» Consigne: Reprenez le passage de l'article sur les influenceurs financiers compris entre "Plusieurs éléments ont" et "financier Fabien Major." inclusivement, en y remplaçant "robots-financiers" par "robots-conseillers".

» Extrait du texte:
• • • •

Article 30 mai 2023

Réseaux sociaux : Investir sous influence

Les influenceurs financiers pullulent sur les médias sociaux depuis quelques années. Or, leurs compétences en finance sont souvent très relatives et leurs conseils peuvent amener des investisseurs à commettre des erreurs coûteuses.

Vos clients souhaitent soudainement investir dans les cryptomonnaies, les NFT (jetons non fongibles), le cannabis ou les « meme stocks » (des actions propulsées par ou sur les médias sociaux) ? Les chances sont bonnes qu'ils en aient entendu parler par l'entremise d'influenceurs financiers sur des sites et réseaux comme TikTok, YouTube ou Instagram.

C'est en particulier le cas des plus jeunes. En novembre 2022, RBC dévoilait un sondage démontrant qu'un quart des 18 à 24 ans trouvent leurs renseignements financiers sur TikTok et Instagram ou dans des articles publiés en ligne. Aux États-Unis, une étude de CMC Markets estime qu'entre 35 et 40 % des jeunes de 18 à 26 ans font de même.

 

Un métier lucratif

Plusieurs éléments ont contribué à la popularité des influenceurs financiers. La très forte montée de la valeur des cryptomonnaies en 2020 et 2021 a attisé la curiosité des jeunes pour un produit financier qui était soutenu par des plateformes en ligne et des influenceurs, mais que les conseillers inscrits regardaient avec méfiance.

L'arrivée des robots-financiers et des plateformes de courtage gratuites a aussi joué. Une grande partie de leur marketing visait les jeunes. « Ils les ont attirés avec des outils ludiques, dans lesquels l'investissement avait presque l'air d'un divertissement », observe le planificateur financier Fabien Major.

Puis sont survenus la pandémie et les confinements. « Les gens restaient plus à la maison et beaucoup de jeunes ont commencé à regarder des vidéos d'influenceurs financiers et à s'intéresser à l'investissement, explique Julien Brault, fondateur de HardBacon. Nous sommes passés de 20 000 à 250 000 utilisateurs uniques entre 2020 et 2022. »

Devant la croissance de ce public, le nombre de blogueurs financiers a aussi augmenté. Cette occupation peut devenir très payante. L'étude de CMC Markets a montré que les dix influenceurs financiers les plus populaires touchent entre 1 300 $ US et 7 040 $ US par vidéo publiée. Erika Kullberg, qui vient en tête de liste, compte 8 900 000 adeptes sur TikTok et gagne 100 000 $ US par année juste avec ses vidéos YouTube.

 

Une activité peu encadrée

La présence de ces influenceurs n'est pas que négative. « On sent un regain d'intérêt pour les questions financières chez les jeunes, indique le planificateur financier Marc-Olivier Desmarais. Certes, on croise des personnages douteux sur les médias sociaux, mais on y trouve aussi des intervenants crédibles, comme Pierre-Yves McSween, qui rendent ces sujets plus accessibles. »

• • • •

» Données brutes:
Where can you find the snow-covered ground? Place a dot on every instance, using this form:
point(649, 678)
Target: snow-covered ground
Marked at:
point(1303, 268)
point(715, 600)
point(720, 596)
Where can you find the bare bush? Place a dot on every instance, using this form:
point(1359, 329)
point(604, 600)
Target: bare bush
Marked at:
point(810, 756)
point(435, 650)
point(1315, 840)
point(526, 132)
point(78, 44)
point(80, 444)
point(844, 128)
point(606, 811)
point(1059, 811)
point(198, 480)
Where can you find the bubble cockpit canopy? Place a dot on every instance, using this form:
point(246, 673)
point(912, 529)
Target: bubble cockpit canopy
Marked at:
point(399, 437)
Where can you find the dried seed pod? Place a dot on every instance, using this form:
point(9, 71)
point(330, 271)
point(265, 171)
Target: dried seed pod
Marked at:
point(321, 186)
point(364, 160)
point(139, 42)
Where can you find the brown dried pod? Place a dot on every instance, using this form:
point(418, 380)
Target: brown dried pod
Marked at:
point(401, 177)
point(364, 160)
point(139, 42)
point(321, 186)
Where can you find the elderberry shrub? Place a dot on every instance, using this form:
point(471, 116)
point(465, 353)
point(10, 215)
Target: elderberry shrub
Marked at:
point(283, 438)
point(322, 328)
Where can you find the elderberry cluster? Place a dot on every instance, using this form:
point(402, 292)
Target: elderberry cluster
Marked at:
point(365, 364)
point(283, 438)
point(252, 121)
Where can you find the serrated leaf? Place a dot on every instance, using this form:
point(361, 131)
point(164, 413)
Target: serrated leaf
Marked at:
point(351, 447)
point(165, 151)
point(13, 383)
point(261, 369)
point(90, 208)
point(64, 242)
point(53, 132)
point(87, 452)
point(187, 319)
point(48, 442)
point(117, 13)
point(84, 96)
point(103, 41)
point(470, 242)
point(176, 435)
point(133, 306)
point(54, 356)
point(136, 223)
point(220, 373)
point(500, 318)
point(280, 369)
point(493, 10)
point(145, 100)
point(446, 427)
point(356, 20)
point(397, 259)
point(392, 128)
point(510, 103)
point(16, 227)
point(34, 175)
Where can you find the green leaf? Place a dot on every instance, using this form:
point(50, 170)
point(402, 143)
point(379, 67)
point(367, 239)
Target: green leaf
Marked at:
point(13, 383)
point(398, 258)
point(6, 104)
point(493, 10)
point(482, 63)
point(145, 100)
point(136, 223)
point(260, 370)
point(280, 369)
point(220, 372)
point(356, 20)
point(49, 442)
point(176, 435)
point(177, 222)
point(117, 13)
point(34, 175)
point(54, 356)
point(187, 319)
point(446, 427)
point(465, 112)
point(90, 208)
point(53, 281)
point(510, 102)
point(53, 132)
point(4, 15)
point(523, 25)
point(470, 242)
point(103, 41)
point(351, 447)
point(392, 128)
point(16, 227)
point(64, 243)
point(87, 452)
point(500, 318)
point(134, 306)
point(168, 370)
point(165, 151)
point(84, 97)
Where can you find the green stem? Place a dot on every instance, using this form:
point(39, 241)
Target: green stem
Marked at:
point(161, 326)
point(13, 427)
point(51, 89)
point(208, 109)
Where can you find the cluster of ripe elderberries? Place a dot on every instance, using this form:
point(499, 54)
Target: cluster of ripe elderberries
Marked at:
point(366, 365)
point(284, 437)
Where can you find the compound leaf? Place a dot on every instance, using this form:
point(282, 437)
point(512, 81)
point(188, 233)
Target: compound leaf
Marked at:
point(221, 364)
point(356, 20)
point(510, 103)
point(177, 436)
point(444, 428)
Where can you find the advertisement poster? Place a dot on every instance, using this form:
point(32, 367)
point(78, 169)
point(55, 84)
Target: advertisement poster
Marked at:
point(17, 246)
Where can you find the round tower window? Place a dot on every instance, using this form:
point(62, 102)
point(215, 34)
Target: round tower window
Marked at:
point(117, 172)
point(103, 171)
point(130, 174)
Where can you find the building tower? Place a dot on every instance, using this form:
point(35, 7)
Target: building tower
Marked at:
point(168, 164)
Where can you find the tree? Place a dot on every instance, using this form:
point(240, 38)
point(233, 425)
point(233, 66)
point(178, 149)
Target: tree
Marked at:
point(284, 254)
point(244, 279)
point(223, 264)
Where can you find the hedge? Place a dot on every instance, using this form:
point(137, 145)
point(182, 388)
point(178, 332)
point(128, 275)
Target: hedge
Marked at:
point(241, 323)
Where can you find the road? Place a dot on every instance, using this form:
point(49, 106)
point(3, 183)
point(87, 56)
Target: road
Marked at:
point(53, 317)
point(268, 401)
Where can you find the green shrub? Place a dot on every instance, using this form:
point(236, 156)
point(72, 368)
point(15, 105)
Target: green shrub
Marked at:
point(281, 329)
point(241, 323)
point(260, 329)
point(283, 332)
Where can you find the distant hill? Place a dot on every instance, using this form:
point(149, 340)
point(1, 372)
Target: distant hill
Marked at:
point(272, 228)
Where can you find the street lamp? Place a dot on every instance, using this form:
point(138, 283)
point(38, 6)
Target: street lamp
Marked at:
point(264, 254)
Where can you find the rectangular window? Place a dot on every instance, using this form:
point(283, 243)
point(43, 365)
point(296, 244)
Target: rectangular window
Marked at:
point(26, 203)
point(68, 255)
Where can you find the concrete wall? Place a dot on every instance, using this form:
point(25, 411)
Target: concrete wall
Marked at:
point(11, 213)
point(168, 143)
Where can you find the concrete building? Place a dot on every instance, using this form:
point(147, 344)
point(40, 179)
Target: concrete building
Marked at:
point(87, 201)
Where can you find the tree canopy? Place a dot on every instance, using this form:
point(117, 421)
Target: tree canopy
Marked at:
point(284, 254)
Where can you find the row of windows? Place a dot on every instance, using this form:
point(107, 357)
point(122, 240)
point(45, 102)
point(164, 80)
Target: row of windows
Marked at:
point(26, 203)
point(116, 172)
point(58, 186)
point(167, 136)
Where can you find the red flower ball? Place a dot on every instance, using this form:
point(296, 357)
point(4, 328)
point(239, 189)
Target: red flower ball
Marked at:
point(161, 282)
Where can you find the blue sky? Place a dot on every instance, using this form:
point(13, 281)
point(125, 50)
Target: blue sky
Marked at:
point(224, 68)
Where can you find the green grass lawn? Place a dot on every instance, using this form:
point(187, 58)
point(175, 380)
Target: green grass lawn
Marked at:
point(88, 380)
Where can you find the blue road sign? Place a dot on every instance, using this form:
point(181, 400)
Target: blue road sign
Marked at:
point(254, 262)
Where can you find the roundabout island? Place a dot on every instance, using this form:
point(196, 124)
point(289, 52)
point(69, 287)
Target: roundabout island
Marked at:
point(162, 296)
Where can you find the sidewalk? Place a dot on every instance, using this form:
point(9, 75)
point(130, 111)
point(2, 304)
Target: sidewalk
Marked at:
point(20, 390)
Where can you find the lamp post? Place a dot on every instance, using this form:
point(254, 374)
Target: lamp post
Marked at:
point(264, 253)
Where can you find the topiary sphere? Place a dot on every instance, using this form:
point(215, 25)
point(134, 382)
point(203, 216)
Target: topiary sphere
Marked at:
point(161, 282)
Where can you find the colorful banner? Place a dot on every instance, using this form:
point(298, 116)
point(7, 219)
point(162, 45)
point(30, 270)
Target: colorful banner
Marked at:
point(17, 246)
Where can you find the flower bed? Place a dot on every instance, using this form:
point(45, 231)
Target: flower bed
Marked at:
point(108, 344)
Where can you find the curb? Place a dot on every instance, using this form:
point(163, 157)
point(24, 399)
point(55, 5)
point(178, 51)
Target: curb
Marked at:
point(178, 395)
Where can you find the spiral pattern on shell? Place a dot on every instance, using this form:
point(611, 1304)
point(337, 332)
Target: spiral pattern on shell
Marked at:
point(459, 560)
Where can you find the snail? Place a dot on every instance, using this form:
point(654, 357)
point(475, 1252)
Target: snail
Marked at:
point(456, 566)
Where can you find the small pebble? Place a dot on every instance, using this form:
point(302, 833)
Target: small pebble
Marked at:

• • • •

» Résultat attendu:
Plusieurs éléments ont contribué à la popularité des influenceurs financiers. La très forte montée de la valeur des cryptomonnaies en 2020 et 2021 a attisé la curiosité des jeunes pour un produit financier qui était soutenu par des plateformes en ligne et des influenceurs, mais que les conseillers inscrits regardaient avec méfiance.

L'arrivée des robots-conseillers et des plateformes de courtage gratuites a aussi joué. Une grande partie de leur marketing visait les jeunes. « Ils les ont attirés avec des outils ludiques, dans lesquels l'investissement avait presque l'air d'un divertissement », observe le planificateur financier Fabien Major.